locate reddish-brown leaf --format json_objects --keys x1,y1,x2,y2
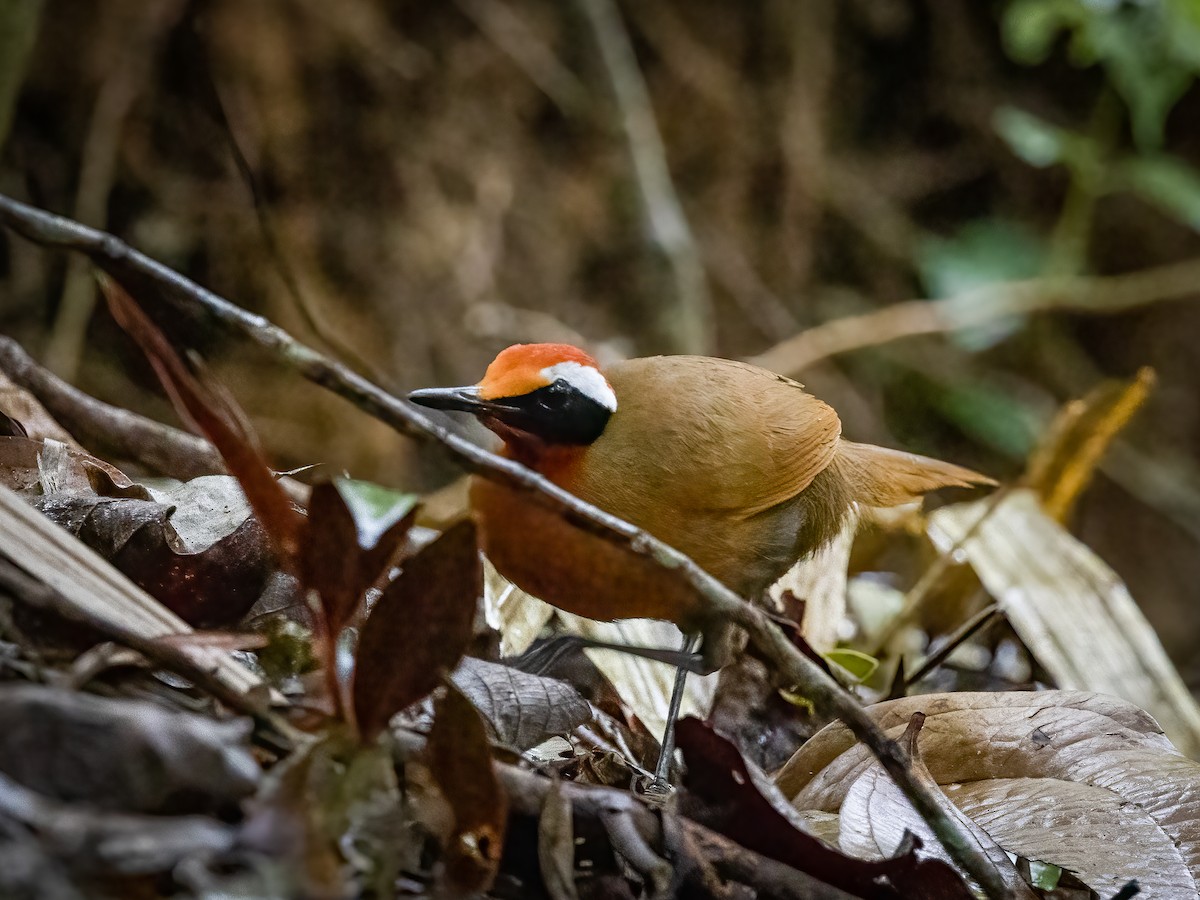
[
  {"x1": 302, "y1": 479, "x2": 417, "y2": 720},
  {"x1": 33, "y1": 490, "x2": 272, "y2": 628},
  {"x1": 99, "y1": 275, "x2": 303, "y2": 567},
  {"x1": 675, "y1": 717, "x2": 973, "y2": 899},
  {"x1": 300, "y1": 480, "x2": 416, "y2": 639},
  {"x1": 351, "y1": 520, "x2": 480, "y2": 740},
  {"x1": 427, "y1": 678, "x2": 507, "y2": 894}
]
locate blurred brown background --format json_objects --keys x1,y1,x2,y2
[{"x1": 1, "y1": 0, "x2": 1199, "y2": 679}]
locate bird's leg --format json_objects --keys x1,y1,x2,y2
[
  {"x1": 509, "y1": 633, "x2": 711, "y2": 676},
  {"x1": 651, "y1": 632, "x2": 701, "y2": 792}
]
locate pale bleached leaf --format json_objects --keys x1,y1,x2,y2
[
  {"x1": 143, "y1": 475, "x2": 254, "y2": 553},
  {"x1": 929, "y1": 489, "x2": 1200, "y2": 756},
  {"x1": 538, "y1": 778, "x2": 579, "y2": 900}
]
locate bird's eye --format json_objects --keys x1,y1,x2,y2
[{"x1": 537, "y1": 380, "x2": 570, "y2": 411}]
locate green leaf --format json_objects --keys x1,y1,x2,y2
[
  {"x1": 824, "y1": 649, "x2": 880, "y2": 683},
  {"x1": 1001, "y1": 0, "x2": 1200, "y2": 149},
  {"x1": 1002, "y1": 0, "x2": 1081, "y2": 65},
  {"x1": 1166, "y1": 0, "x2": 1200, "y2": 68},
  {"x1": 917, "y1": 218, "x2": 1045, "y2": 350},
  {"x1": 928, "y1": 379, "x2": 1044, "y2": 460},
  {"x1": 918, "y1": 218, "x2": 1045, "y2": 299},
  {"x1": 1029, "y1": 859, "x2": 1063, "y2": 891},
  {"x1": 778, "y1": 689, "x2": 815, "y2": 715},
  {"x1": 993, "y1": 107, "x2": 1067, "y2": 168},
  {"x1": 1116, "y1": 153, "x2": 1200, "y2": 231},
  {"x1": 1086, "y1": 14, "x2": 1191, "y2": 149},
  {"x1": 334, "y1": 478, "x2": 420, "y2": 550}
]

## Task
Leaving aside the pictures, copy the listing above exactly.

## Reply to the exercise
locate reddish-brown leaf --format json_objects --keys x1,y1,x2,y2
[
  {"x1": 302, "y1": 479, "x2": 417, "y2": 720},
  {"x1": 33, "y1": 490, "x2": 272, "y2": 628},
  {"x1": 99, "y1": 275, "x2": 303, "y2": 567},
  {"x1": 675, "y1": 717, "x2": 973, "y2": 899},
  {"x1": 300, "y1": 480, "x2": 416, "y2": 639},
  {"x1": 351, "y1": 520, "x2": 480, "y2": 740},
  {"x1": 427, "y1": 678, "x2": 507, "y2": 894}
]
locate blurred brown background --format json_objects --keys x1,y1,x2,y2
[{"x1": 1, "y1": 0, "x2": 1199, "y2": 679}]
locate bird's leg --format json_objects --keys x1,y1,x2,y2
[
  {"x1": 509, "y1": 633, "x2": 711, "y2": 676},
  {"x1": 651, "y1": 632, "x2": 701, "y2": 792}
]
locate pale bleached leaf --format json_objects --keys x1,y1,x2,y2
[
  {"x1": 143, "y1": 475, "x2": 254, "y2": 553},
  {"x1": 929, "y1": 489, "x2": 1200, "y2": 756},
  {"x1": 538, "y1": 778, "x2": 579, "y2": 900}
]
locate bird's eye --format json_objects --keys x1,y1,x2,y2
[{"x1": 537, "y1": 380, "x2": 570, "y2": 411}]
locate green leaf --format json_objects --keys x1,y1,x2,y2
[
  {"x1": 824, "y1": 649, "x2": 880, "y2": 683},
  {"x1": 1001, "y1": 0, "x2": 1200, "y2": 149},
  {"x1": 1002, "y1": 0, "x2": 1081, "y2": 65},
  {"x1": 1166, "y1": 0, "x2": 1200, "y2": 68},
  {"x1": 917, "y1": 218, "x2": 1045, "y2": 350},
  {"x1": 928, "y1": 379, "x2": 1044, "y2": 460},
  {"x1": 918, "y1": 218, "x2": 1045, "y2": 299},
  {"x1": 1029, "y1": 859, "x2": 1063, "y2": 891},
  {"x1": 778, "y1": 689, "x2": 815, "y2": 715},
  {"x1": 993, "y1": 107, "x2": 1067, "y2": 168},
  {"x1": 1116, "y1": 153, "x2": 1200, "y2": 231},
  {"x1": 1086, "y1": 14, "x2": 1191, "y2": 149},
  {"x1": 334, "y1": 478, "x2": 420, "y2": 550}
]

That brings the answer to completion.